Le vote lui-même a-t-il été le fruit d’un combat (au sein de l’assemblée et dans l’opinion publique) ou est-ce qu’un consensus a rapidement été trouvé entre les différents camps ? Est-ce qu'à l’époque ce fut médiatisé et accueilli par le peuple comme une victoire, ou est-ce que c’est passé finalement relativement inaperçu ?

Le « moment 1901 » procède d’une réalité antérieure : depuis des années, le nombre des associations n’a cessé de croître. En 1900, l’Office du travail en recense plus de 45 000, dont un quart de sociétés de secours mutuel, en tête devant les syndicats et les organisations sportives ou de jeux – 16 % chacun -, les associations musicales – 14 % -, les cercles – 8 % -, les sociétés scolaires – 5 % - et les coopératives – 4 %. À la même date, l’économiste et coopérateur Charles Gide double ce total et recense 90 000 associations autorisées. Déjà, plusieurs ligues préfigurent les mouvements de masse à venir. À droite, la Ligue de la patrie française annonçait près de 500 000 membres en 1898, soit 20 fois plus que la Ligue des droits de l’Homme, à gauche, cependant que la Ligue de l’Enseignement fédère un réseau serré de 2 600 associations locales. Face à cette poussée intervenue sans entraîner de troubles à l’ordre public, l’ancienne législation restrictive n’est plus adaptée aux réalités de l’époque. En pratique, les citoyens désavouent l’héritage anti-individualiste républicain remis en question par des intellectuels attachés au régime, mais qu’inquiète l’atomisation des individus dans une société moderne menacée d’anomie. Non sans emprunt au corporatisme d’antan, des juristes et des sociologues prônent « l’organisation de la démocratie », la représentation des intérêts au sein de l’État et au moyen des associations, voire envisagent la « syndicalisation générale de la société ».
※
** À FAIRE **
**A.** Résumez le texte retenu en deux phrases.
**B.** D'après le texte retenu, combien d'associations autorisées Charles Gide recense-t-il en 1900 ?
**C.** Reproduisez le passage du texte retenu situé entre « Le vote lui-même » et « finalement relativement inaperçu ? », ces deux bornes comprises.
Les données qui suivent sont sans rapport avec le texte retenu.

** DONNÉES FOURNIES **
※
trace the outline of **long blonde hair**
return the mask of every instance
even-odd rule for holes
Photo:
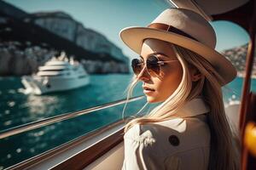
※
** RÉPONSES AUX EXERCICES **
**A.** Avant 1901, le nombre des associations n'avait cessé de croître : l'Office du travail en recensait plus de 45 000 en 1900, et plusieurs ligues préfiguraient déjà les mouvements de masse. Comme cette poussée n'avait pas entraîné de troubles à l'ordre public, l'ancienne législation restrictive n'était plus adaptée, et des juristes et des sociologues prônaient « l'organisation de la démocratie » au moyen des associations.

**B.** Il en recense 90 000.

**C.**
Le vote lui-même a-t-il été le fruit d’un combat (au sein de l’assemblée et dans l’opinion publique) ou est-ce qu’un consensus a rapidement été trouvé entre les différents camps ? Est-ce qu'à l’époque ce fut médiatisé et accueilli par le peuple comme une victoire, ou est-ce que c’est passé finalement relativement inaperçu ?